■ **Exercise description**:
Restate word for word the line containing "clothing above? Mark it with a dot." and each line that follows it, through the last line below, and nothing else.

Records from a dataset

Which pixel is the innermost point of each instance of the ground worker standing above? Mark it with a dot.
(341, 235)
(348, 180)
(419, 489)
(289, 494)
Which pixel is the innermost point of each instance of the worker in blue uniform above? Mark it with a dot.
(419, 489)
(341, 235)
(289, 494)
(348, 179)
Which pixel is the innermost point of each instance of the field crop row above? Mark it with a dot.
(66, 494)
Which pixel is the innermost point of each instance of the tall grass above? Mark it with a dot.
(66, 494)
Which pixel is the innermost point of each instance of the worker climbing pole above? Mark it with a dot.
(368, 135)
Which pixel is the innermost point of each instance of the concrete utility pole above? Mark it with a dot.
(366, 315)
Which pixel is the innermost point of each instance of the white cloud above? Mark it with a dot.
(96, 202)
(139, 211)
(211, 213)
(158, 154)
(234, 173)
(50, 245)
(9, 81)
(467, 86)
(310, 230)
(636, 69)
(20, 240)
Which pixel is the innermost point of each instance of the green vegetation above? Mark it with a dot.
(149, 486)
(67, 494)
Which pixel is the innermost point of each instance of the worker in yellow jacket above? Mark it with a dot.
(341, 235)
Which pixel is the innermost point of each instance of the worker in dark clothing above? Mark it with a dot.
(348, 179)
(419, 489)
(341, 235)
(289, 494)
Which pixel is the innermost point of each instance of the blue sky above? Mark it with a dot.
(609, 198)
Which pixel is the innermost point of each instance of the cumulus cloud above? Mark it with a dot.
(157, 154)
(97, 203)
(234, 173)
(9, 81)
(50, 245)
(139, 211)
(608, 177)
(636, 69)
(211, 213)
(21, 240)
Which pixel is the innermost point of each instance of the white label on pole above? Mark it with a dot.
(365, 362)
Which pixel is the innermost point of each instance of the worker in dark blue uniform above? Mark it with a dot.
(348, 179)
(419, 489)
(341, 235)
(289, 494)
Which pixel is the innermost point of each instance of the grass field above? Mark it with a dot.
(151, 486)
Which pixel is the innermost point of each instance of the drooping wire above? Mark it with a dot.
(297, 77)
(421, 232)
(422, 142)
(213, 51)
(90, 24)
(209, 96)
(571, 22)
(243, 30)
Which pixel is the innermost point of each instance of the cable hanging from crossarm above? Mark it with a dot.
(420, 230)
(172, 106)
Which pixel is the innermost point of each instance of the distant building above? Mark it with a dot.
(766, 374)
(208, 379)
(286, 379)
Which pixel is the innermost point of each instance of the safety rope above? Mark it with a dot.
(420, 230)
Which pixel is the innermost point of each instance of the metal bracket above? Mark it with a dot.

■ **Completed exercise**:
Which pixel is the innermost point of each instance of the worker in dark clothing above? Mark it with a dot.
(348, 179)
(419, 489)
(341, 235)
(289, 494)
Which pixel is the innermost point of each instance of the blue sky above? Mark it with a dot.
(609, 198)
Which pixel is the innermost point of each instance of the cumulus cloud above? Mark it with a dot.
(157, 154)
(97, 203)
(234, 173)
(9, 81)
(50, 245)
(139, 211)
(608, 177)
(636, 69)
(211, 213)
(21, 240)
Which pixel is the innermost point of each instance of the white label on pole above? Mark it with a dot.
(365, 362)
Which pixel is the innermost point of each instance of the worker in dark blue uniform above? Mark it with a dot.
(348, 179)
(419, 489)
(341, 235)
(289, 494)
Which pixel is the innermost point of each instance of the grass field above? Mark it with a dot.
(151, 486)
Which pixel is the innermost point of each instance of the drooping wire above? Mark it with a dot.
(297, 77)
(421, 232)
(422, 142)
(213, 51)
(90, 24)
(209, 96)
(571, 22)
(243, 30)
Which pixel is the innermost point of each instance of the cable hanging from crossarm above? Mark it with a dot.
(420, 230)
(172, 106)
Which pixel is the innermost point of each instance of the distant building above? Mark it with a dot.
(766, 374)
(208, 379)
(286, 379)
Which pixel is the innermost point of each instance of the safety rope above? Mark it with a dot.
(420, 230)
Which pixel is the innermost point of each instance of the metal bracket above? Mark it with a dot.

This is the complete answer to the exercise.